→ **WHAT THE EXERCISE ASKS**:
State how many lines of the material below contain the string "dusk", with uppercase and lowercase letters treated as different. Reply with the number alone.

┄┄┄┄┄┄┄┄┄┄

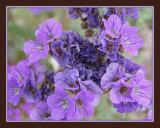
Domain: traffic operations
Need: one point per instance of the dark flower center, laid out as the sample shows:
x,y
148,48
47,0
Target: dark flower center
x,y
77,11
50,36
110,47
124,90
70,83
59,51
30,89
79,102
94,12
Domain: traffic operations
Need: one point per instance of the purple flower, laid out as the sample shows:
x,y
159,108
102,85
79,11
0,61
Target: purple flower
x,y
113,26
14,91
76,12
129,39
131,12
142,89
113,76
91,86
60,54
31,92
130,68
121,93
109,12
50,30
125,107
149,116
45,90
28,106
109,47
60,104
20,72
38,10
83,105
49,74
41,112
67,79
37,49
14,114
37,72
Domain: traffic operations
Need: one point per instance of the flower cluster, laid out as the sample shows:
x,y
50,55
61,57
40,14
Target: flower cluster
x,y
89,67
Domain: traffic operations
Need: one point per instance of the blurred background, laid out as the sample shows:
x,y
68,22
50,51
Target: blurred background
x,y
22,23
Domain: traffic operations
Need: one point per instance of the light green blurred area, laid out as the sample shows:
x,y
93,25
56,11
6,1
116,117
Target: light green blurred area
x,y
22,24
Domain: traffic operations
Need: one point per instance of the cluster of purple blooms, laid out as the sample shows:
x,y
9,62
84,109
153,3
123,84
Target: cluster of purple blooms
x,y
89,68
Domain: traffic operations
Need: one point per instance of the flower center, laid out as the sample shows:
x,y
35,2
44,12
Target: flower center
x,y
79,102
59,51
110,47
124,90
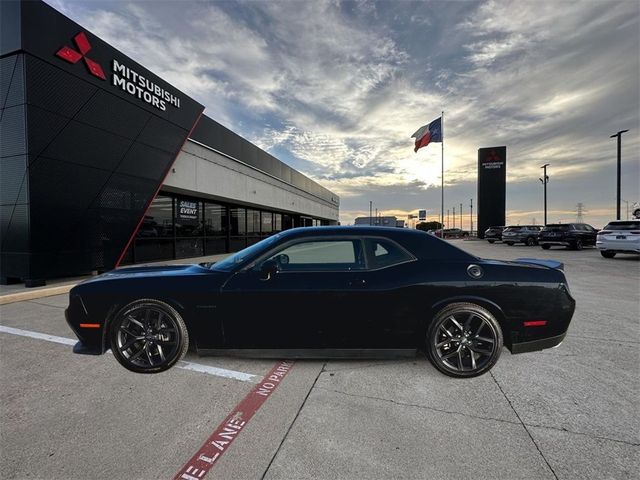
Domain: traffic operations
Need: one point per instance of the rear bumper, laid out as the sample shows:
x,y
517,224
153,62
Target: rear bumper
x,y
544,241
536,345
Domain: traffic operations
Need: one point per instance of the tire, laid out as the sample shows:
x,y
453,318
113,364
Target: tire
x,y
145,325
452,346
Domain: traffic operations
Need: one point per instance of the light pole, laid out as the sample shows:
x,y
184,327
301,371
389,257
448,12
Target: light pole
x,y
545,180
627,202
619,135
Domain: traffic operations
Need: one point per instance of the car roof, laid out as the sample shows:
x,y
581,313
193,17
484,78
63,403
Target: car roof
x,y
421,244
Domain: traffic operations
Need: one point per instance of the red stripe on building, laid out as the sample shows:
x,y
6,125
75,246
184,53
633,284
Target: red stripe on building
x,y
224,435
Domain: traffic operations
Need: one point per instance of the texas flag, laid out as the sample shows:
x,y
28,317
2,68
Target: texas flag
x,y
428,133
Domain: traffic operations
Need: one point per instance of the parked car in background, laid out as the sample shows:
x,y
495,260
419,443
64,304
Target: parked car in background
x,y
452,233
527,234
571,235
493,234
619,236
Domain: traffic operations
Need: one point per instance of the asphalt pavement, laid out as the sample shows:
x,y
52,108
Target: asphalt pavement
x,y
566,413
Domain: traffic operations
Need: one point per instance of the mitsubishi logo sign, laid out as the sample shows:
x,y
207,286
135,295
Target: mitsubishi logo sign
x,y
73,56
125,78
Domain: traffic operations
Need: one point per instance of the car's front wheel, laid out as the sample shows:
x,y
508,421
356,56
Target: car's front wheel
x,y
148,336
464,340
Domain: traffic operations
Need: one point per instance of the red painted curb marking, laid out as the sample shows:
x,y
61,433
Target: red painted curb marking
x,y
224,435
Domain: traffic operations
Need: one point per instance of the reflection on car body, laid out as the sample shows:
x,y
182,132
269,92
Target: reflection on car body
x,y
326,292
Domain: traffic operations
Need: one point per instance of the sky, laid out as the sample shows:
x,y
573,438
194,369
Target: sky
x,y
335,89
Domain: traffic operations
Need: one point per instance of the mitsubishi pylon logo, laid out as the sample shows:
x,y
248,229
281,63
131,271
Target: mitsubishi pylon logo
x,y
73,56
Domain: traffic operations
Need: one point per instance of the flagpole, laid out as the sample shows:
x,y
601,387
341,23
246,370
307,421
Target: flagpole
x,y
442,179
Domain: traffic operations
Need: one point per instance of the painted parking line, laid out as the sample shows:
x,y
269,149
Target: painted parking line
x,y
224,435
192,366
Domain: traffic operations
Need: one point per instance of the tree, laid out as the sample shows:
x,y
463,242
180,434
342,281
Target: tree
x,y
429,226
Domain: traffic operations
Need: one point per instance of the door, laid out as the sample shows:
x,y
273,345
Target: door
x,y
297,307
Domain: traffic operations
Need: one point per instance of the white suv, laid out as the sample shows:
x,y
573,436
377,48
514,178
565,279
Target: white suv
x,y
619,236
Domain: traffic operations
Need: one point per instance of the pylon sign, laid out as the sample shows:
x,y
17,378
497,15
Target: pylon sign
x,y
492,182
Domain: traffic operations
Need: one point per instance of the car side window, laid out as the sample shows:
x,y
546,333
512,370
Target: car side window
x,y
384,253
327,255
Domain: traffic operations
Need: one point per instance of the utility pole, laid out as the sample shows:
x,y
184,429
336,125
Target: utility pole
x,y
619,135
545,180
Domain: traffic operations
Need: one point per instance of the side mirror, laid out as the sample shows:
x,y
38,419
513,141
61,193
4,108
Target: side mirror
x,y
268,269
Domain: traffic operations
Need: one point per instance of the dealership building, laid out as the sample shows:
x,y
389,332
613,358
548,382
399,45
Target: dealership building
x,y
103,163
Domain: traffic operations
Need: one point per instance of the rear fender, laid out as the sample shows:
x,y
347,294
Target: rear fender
x,y
495,310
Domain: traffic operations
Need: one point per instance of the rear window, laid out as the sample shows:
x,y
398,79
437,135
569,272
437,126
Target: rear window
x,y
562,228
630,225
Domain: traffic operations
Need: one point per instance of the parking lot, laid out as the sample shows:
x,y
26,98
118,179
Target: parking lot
x,y
570,412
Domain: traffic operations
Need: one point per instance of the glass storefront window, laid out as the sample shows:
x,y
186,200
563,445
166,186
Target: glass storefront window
x,y
238,221
158,222
215,220
253,222
266,226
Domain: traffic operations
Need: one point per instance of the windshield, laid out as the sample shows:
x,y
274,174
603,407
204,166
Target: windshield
x,y
237,258
630,225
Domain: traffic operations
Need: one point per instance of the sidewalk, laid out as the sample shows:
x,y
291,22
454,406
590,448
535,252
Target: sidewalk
x,y
58,286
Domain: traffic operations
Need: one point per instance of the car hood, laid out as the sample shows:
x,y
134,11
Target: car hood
x,y
150,271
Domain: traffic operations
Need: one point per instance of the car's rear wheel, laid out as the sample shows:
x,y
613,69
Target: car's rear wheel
x,y
464,340
148,336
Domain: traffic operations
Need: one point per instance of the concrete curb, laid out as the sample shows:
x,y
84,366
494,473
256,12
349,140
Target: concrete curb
x,y
32,295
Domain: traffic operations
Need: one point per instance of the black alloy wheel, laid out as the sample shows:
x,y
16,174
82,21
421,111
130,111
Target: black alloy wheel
x,y
148,336
464,340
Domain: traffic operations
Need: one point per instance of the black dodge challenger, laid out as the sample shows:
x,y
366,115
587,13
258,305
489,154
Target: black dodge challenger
x,y
327,292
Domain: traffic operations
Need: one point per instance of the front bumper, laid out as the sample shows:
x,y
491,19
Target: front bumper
x,y
619,246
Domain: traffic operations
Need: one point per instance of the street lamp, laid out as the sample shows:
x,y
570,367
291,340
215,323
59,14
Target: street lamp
x,y
545,180
619,135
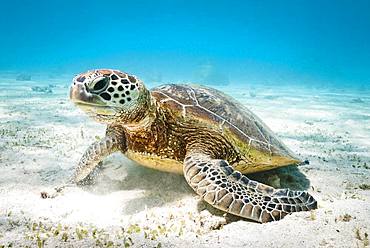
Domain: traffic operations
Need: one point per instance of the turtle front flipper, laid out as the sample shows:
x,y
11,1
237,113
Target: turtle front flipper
x,y
90,161
93,156
226,189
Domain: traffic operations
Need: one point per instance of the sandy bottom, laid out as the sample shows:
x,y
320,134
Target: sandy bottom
x,y
42,137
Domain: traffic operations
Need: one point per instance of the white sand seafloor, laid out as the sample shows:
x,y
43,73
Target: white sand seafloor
x,y
42,137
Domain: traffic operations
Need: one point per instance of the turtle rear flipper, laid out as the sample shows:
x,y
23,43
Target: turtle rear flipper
x,y
226,189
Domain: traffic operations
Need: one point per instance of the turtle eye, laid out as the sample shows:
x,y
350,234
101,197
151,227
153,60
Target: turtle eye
x,y
99,85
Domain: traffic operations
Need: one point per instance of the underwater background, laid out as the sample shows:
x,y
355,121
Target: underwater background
x,y
303,67
278,42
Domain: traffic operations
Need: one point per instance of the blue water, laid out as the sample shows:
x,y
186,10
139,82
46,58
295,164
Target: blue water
x,y
297,42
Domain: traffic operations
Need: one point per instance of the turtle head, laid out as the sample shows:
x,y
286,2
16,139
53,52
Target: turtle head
x,y
110,96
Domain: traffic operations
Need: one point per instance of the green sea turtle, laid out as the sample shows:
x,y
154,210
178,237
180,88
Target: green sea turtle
x,y
199,132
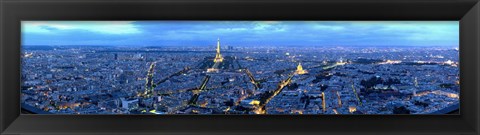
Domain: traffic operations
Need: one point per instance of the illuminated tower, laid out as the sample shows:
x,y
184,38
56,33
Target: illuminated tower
x,y
218,56
416,87
300,70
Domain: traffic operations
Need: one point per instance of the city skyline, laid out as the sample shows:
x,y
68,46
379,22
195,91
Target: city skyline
x,y
242,33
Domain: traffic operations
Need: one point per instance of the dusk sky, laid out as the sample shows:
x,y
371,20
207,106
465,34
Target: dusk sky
x,y
242,33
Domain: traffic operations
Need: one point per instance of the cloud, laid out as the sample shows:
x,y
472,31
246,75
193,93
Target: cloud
x,y
244,33
100,27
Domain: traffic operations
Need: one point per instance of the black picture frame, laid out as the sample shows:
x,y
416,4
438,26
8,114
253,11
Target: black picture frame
x,y
14,11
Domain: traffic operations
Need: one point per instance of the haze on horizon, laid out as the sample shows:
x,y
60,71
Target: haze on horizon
x,y
242,33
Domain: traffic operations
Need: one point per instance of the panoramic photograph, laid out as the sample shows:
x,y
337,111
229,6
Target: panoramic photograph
x,y
240,67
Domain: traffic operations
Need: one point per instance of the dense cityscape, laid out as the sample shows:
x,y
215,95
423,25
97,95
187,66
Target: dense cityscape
x,y
221,79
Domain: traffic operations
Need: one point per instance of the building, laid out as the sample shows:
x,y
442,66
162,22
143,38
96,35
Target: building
x,y
300,69
218,56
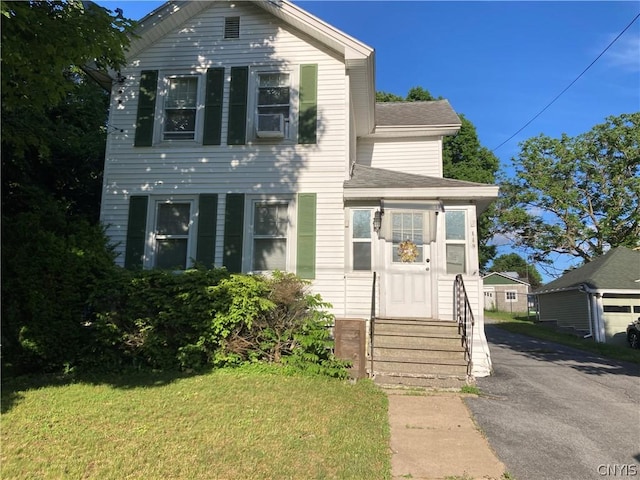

┄┄┄┄┄┄┄┄┄┄

→ **RESPONSE FOR THIS EXERCISE**:
2